Action item: List every school or university named in the biographical text about Caro Lucas below.

Document text:
····················
Caro Lucas was born on September 4, 1949, in the historical city of Isfahan, in an Armenian family. Although he was born in Isfahan he grew up in Tehran as he explained in an interview: "As my family used to go to their hometown, Isfahan in summers, and as I was born in one of these summers, I was born in Isfahan. Most of my summers have been spent in Isfahan, and I have been grown in Tehran so I am from both Isfahan and Tehran."

He graduated from Kooshesh High School (the school of Armenian Minority) in Tehran, received his M.Sc. degree in Electrical and Control Engineering from University of Tehran, in 1973 and the PhD. degree from University of California, Berkeley, in 1976.

===Marriage and children===
He married Emilia Nercissians (امیلیا نرسیسیانس). Arman is their son.
····················
Point-per-instance localization data:
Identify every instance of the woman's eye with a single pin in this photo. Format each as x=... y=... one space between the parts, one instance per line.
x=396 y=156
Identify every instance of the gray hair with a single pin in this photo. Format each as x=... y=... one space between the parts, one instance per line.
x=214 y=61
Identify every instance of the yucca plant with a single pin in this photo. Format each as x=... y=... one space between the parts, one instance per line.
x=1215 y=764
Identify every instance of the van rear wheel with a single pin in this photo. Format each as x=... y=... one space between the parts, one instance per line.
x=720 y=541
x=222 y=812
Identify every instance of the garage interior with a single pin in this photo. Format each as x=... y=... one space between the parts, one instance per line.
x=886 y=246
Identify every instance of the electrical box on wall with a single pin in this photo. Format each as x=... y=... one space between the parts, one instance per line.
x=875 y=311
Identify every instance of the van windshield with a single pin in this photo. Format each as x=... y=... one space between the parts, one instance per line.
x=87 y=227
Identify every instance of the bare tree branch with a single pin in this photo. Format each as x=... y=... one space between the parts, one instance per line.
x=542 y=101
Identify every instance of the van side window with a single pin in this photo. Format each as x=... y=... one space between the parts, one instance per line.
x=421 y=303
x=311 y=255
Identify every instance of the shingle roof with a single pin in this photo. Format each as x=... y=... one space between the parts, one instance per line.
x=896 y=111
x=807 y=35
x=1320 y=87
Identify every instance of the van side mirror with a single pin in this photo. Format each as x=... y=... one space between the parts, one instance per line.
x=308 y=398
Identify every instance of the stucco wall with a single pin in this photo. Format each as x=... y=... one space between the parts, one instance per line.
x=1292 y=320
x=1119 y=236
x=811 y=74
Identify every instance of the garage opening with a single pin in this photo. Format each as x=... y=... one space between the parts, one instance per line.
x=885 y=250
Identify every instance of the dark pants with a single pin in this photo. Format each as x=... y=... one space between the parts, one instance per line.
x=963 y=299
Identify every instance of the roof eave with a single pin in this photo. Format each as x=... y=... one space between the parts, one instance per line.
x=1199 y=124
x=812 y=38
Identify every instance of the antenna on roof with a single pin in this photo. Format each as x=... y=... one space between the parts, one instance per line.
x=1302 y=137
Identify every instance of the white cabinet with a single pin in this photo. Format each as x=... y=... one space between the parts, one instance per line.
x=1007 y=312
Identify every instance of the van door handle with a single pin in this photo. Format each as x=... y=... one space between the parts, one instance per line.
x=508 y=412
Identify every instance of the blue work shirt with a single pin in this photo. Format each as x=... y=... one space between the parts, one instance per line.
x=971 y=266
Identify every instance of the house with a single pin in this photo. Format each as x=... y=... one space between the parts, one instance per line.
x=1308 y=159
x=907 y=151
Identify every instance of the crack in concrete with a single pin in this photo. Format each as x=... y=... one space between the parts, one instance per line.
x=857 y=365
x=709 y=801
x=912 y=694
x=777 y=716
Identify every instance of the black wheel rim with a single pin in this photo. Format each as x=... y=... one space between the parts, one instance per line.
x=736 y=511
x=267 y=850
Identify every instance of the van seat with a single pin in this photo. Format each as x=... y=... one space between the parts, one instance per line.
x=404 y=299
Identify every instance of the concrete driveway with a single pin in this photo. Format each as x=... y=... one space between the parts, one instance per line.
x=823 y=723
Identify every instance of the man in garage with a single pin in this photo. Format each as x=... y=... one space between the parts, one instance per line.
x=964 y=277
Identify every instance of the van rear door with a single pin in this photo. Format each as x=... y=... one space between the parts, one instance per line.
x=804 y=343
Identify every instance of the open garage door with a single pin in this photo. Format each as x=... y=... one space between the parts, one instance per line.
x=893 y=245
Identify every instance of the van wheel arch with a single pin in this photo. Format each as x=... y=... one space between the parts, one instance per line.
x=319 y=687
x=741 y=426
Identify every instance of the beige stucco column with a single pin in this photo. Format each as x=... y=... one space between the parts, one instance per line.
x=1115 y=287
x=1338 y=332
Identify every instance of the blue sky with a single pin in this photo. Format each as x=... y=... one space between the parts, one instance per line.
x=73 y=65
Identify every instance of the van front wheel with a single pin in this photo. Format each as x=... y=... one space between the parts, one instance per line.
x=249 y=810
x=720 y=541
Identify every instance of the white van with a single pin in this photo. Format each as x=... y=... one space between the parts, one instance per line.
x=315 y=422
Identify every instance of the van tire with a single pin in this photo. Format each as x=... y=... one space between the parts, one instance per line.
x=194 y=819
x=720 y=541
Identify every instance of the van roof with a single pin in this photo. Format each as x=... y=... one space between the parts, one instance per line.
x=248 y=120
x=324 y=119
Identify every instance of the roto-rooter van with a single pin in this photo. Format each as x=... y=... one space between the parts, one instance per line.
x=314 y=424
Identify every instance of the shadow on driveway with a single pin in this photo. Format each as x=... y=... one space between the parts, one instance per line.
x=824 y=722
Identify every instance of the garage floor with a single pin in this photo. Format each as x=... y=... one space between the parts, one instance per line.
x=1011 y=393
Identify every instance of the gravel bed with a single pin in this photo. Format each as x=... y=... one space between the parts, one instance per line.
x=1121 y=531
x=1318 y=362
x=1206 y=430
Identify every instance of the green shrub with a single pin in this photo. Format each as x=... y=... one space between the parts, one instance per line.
····················
Task output:
Kooshesh High School
University of Tehran
University of California, Berkeley